## [Short task]
Pick out every line in the items below that contains the word "white", and copy each one.

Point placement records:
((
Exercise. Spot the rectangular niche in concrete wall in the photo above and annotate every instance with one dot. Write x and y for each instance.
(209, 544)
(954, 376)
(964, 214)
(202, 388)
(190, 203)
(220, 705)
))
((
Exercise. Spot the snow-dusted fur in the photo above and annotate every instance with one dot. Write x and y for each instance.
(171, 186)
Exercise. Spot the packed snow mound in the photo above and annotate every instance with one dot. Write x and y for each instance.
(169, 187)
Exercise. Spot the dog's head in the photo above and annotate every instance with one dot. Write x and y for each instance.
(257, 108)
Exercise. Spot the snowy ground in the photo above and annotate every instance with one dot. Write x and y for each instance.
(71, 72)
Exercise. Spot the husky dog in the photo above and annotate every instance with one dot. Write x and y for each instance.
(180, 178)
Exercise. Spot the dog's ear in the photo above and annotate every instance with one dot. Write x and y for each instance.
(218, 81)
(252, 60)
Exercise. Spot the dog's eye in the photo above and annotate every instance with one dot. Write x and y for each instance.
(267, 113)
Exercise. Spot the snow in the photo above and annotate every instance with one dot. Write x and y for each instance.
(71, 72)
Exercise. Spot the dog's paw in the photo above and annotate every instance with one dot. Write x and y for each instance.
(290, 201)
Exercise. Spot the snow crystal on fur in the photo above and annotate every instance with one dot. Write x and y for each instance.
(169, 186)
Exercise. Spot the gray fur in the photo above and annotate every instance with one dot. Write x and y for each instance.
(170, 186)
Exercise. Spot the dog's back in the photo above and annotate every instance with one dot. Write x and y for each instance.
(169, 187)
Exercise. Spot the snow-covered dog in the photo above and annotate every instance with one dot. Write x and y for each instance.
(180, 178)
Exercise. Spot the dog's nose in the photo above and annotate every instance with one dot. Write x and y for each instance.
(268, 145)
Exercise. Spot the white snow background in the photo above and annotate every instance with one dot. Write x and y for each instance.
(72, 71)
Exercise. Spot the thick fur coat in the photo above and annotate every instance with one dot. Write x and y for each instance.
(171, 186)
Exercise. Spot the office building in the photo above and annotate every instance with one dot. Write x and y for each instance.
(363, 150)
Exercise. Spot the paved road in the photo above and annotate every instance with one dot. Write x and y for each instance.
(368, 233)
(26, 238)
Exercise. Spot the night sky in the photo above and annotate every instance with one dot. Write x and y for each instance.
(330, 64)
))
((
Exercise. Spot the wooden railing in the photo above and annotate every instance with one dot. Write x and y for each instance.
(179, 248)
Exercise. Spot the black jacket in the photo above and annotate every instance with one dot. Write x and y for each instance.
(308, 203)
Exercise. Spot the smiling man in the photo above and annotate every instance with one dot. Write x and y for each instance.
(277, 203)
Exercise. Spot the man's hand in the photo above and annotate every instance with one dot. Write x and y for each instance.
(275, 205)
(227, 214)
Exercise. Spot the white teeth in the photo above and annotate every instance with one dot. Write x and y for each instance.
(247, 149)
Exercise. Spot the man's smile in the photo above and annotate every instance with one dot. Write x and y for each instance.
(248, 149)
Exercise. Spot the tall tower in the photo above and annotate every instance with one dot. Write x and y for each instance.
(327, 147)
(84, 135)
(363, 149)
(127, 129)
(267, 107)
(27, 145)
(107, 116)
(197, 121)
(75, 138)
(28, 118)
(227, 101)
))
## [Result for this task]
Exercise. Spot the white snow background in the photo above and annotate every instance with one dot. Write x and y for each instance.
Exercise. Spot the white teeth in the photo above and annotate every instance with one dot. Write x and y for each instance.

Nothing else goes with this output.